WORK ORDER: Could you restate all of the entries, word for word?

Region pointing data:
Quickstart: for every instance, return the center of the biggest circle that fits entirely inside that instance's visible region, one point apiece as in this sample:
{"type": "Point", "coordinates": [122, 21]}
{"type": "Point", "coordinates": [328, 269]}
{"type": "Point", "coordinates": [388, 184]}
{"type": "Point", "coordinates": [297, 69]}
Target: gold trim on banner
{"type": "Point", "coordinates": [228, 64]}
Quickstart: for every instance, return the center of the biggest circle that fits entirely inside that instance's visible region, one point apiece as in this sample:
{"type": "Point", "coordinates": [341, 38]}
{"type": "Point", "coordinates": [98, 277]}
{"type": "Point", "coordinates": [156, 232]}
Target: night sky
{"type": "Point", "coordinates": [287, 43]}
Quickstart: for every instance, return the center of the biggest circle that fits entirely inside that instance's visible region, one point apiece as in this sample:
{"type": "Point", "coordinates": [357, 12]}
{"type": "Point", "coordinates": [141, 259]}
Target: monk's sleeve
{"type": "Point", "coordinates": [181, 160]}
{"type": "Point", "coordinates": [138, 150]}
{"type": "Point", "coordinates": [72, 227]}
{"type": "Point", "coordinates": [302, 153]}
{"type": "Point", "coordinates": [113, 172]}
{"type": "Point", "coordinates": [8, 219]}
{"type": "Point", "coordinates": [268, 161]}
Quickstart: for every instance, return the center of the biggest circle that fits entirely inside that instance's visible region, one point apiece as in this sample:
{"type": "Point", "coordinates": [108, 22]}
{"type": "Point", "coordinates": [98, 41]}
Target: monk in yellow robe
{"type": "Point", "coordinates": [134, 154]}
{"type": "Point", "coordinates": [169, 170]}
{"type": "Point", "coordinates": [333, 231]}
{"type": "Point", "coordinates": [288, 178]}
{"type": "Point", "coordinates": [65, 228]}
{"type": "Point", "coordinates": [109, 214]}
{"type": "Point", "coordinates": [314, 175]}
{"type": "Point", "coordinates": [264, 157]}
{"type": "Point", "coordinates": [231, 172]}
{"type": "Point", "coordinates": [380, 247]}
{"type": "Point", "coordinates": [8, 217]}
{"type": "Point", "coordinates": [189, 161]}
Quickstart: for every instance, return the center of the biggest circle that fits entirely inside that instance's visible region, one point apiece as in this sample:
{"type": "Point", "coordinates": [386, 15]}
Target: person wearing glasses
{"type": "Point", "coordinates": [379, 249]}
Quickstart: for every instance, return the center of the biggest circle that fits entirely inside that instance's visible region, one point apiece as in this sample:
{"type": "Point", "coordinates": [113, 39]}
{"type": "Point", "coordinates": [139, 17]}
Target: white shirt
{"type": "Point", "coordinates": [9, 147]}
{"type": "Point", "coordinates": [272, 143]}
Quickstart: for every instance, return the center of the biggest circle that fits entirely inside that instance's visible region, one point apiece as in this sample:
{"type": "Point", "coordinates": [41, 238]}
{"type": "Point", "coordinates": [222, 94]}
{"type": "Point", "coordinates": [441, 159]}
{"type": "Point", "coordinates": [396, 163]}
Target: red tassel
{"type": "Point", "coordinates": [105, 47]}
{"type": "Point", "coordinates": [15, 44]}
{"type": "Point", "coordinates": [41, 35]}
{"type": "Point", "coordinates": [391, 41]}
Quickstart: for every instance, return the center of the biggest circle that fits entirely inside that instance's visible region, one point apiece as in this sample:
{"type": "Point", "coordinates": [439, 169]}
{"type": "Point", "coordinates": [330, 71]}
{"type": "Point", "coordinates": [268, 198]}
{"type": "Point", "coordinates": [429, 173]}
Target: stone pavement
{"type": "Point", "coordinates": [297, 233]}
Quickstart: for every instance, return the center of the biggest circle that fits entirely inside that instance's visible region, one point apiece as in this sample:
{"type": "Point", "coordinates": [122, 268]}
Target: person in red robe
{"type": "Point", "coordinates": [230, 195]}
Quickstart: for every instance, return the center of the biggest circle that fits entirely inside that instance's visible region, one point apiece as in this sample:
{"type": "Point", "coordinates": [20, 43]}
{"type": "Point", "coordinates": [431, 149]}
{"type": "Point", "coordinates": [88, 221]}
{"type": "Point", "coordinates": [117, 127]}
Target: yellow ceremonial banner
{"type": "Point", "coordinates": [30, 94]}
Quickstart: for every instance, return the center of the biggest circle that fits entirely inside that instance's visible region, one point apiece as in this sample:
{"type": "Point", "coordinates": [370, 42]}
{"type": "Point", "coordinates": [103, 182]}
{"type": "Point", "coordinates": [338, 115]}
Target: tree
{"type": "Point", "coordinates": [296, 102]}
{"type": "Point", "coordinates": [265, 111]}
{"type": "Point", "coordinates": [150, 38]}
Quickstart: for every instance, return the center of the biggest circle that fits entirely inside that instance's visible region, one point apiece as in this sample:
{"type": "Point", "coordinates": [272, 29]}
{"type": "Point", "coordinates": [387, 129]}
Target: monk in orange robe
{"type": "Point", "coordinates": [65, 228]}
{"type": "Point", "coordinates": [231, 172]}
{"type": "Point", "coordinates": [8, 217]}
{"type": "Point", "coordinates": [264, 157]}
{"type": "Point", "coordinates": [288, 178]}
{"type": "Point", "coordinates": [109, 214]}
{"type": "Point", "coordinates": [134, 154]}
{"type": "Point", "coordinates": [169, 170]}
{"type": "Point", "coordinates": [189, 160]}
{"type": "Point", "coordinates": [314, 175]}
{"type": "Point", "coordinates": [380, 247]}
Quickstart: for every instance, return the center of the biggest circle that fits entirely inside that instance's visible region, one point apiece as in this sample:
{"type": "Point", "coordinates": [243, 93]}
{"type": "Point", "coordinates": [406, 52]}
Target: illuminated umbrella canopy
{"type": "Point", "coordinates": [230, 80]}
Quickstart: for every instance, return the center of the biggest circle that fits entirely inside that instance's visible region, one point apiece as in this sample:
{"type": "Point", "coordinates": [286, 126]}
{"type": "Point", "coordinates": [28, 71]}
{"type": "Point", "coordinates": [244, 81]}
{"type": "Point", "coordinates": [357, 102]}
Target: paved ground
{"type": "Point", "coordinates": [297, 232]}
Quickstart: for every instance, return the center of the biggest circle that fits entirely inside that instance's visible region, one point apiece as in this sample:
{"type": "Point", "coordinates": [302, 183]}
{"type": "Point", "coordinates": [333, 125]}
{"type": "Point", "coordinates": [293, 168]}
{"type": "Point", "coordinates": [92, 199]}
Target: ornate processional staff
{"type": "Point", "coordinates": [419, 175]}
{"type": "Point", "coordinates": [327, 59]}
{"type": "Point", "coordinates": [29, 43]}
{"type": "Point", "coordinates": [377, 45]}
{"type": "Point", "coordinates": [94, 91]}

OUTPUT OF THE TASK:
Quickstart: for every instance, return the center of the biggest circle that fits entirely inside that instance's visible region, one point apiece as in this sample:
{"type": "Point", "coordinates": [122, 21]}
{"type": "Point", "coordinates": [328, 269]}
{"type": "Point", "coordinates": [388, 184]}
{"type": "Point", "coordinates": [297, 69]}
Target: gold trim on banner
{"type": "Point", "coordinates": [228, 64]}
Quickstart: for every instance, return the center of the biggest circle that fits entirely inside that instance's visible region, one point apiece as in this sample:
{"type": "Point", "coordinates": [341, 38]}
{"type": "Point", "coordinates": [98, 277]}
{"type": "Point", "coordinates": [156, 232]}
Target: night sky
{"type": "Point", "coordinates": [287, 43]}
Quickstart: for every instance, return the center of the biggest circle that fits entirely inside that instance's visible region, one point apiece as in this sample:
{"type": "Point", "coordinates": [357, 12]}
{"type": "Point", "coordinates": [141, 259]}
Target: monk's sleeve
{"type": "Point", "coordinates": [181, 160]}
{"type": "Point", "coordinates": [138, 150]}
{"type": "Point", "coordinates": [72, 227]}
{"type": "Point", "coordinates": [302, 153]}
{"type": "Point", "coordinates": [113, 172]}
{"type": "Point", "coordinates": [8, 219]}
{"type": "Point", "coordinates": [268, 161]}
Quickstart: for every instance, return the center of the biggest circle that fits entirely inside that instance's visible region, one point apiece as in this sample:
{"type": "Point", "coordinates": [108, 22]}
{"type": "Point", "coordinates": [98, 41]}
Target: monk in yellow robe
{"type": "Point", "coordinates": [134, 154]}
{"type": "Point", "coordinates": [169, 170]}
{"type": "Point", "coordinates": [333, 231]}
{"type": "Point", "coordinates": [288, 178]}
{"type": "Point", "coordinates": [65, 228]}
{"type": "Point", "coordinates": [109, 214]}
{"type": "Point", "coordinates": [314, 175]}
{"type": "Point", "coordinates": [264, 157]}
{"type": "Point", "coordinates": [231, 172]}
{"type": "Point", "coordinates": [380, 247]}
{"type": "Point", "coordinates": [8, 217]}
{"type": "Point", "coordinates": [189, 161]}
Quickstart: for every instance, return the center of the biggest circle that fits entirely inside that instance's visible region, one point apiece as in this sample:
{"type": "Point", "coordinates": [386, 15]}
Target: person wearing glasses
{"type": "Point", "coordinates": [379, 249]}
Quickstart: for every instance, return the center of the biggest circle that fits entirely inside that instance's visible region, one point apiece as in this sample:
{"type": "Point", "coordinates": [113, 39]}
{"type": "Point", "coordinates": [139, 17]}
Target: white shirt
{"type": "Point", "coordinates": [9, 147]}
{"type": "Point", "coordinates": [272, 143]}
Quickstart: for every instance, return the center of the biggest circle that fits entirely inside that instance's visible region, one point apiece as in this sample:
{"type": "Point", "coordinates": [41, 238]}
{"type": "Point", "coordinates": [222, 94]}
{"type": "Point", "coordinates": [441, 159]}
{"type": "Point", "coordinates": [396, 163]}
Target: red tassel
{"type": "Point", "coordinates": [105, 47]}
{"type": "Point", "coordinates": [15, 44]}
{"type": "Point", "coordinates": [41, 35]}
{"type": "Point", "coordinates": [391, 41]}
Quickstart: for every instance, return the center of the biggest circle that fits entirely inside that instance's visible region, one point apiece as in this sample:
{"type": "Point", "coordinates": [439, 169]}
{"type": "Point", "coordinates": [330, 71]}
{"type": "Point", "coordinates": [268, 198]}
{"type": "Point", "coordinates": [429, 173]}
Target: stone pavement
{"type": "Point", "coordinates": [297, 233]}
Quickstart: for every instance, return the center of the biggest circle that fits entirely inside that instance's visible region, one point apiece as in this sample:
{"type": "Point", "coordinates": [122, 268]}
Target: person in red robe
{"type": "Point", "coordinates": [230, 195]}
Quickstart: for every instance, return the center of the biggest circle that fits entirely inside that instance's visible region, one point apiece as in this sample:
{"type": "Point", "coordinates": [20, 43]}
{"type": "Point", "coordinates": [431, 149]}
{"type": "Point", "coordinates": [88, 221]}
{"type": "Point", "coordinates": [117, 127]}
Target: yellow ceremonial banner
{"type": "Point", "coordinates": [30, 94]}
Quickstart: for every instance, return the center of the biggest circle that fits entirely inside that instance's visible region, one point apiece as in this sample:
{"type": "Point", "coordinates": [370, 42]}
{"type": "Point", "coordinates": [103, 182]}
{"type": "Point", "coordinates": [338, 115]}
Target: tree
{"type": "Point", "coordinates": [296, 102]}
{"type": "Point", "coordinates": [265, 111]}
{"type": "Point", "coordinates": [150, 38]}
Quickstart: for every instance, return the center of the biggest circle that fits entirely inside that instance's visible region, one point apiece as in this sample:
{"type": "Point", "coordinates": [272, 29]}
{"type": "Point", "coordinates": [387, 129]}
Target: monk in orange robe
{"type": "Point", "coordinates": [65, 228]}
{"type": "Point", "coordinates": [231, 172]}
{"type": "Point", "coordinates": [8, 217]}
{"type": "Point", "coordinates": [264, 157]}
{"type": "Point", "coordinates": [288, 178]}
{"type": "Point", "coordinates": [109, 214]}
{"type": "Point", "coordinates": [134, 154]}
{"type": "Point", "coordinates": [169, 170]}
{"type": "Point", "coordinates": [189, 160]}
{"type": "Point", "coordinates": [314, 175]}
{"type": "Point", "coordinates": [380, 247]}
Quickstart: for every instance, return the center of the biggest circle that fits entirely inside that instance's visible region, one point apiece as in this sample:
{"type": "Point", "coordinates": [243, 93]}
{"type": "Point", "coordinates": [406, 52]}
Target: illuminated umbrella canopy
{"type": "Point", "coordinates": [230, 80]}
Quickstart: for every instance, return the center of the biggest circle that fits entirely inside that instance's visible region, one point apiece as in this sample:
{"type": "Point", "coordinates": [286, 126]}
{"type": "Point", "coordinates": [28, 71]}
{"type": "Point", "coordinates": [244, 81]}
{"type": "Point", "coordinates": [357, 102]}
Target: paved ground
{"type": "Point", "coordinates": [297, 232]}
Quickstart: for every instance, return the center of the biggest circle that fits entirely inside that instance's visible region, one point apiece as in this sample:
{"type": "Point", "coordinates": [302, 183]}
{"type": "Point", "coordinates": [333, 125]}
{"type": "Point", "coordinates": [293, 168]}
{"type": "Point", "coordinates": [92, 199]}
Target: ornate processional staff
{"type": "Point", "coordinates": [419, 175]}
{"type": "Point", "coordinates": [327, 59]}
{"type": "Point", "coordinates": [29, 43]}
{"type": "Point", "coordinates": [377, 45]}
{"type": "Point", "coordinates": [94, 91]}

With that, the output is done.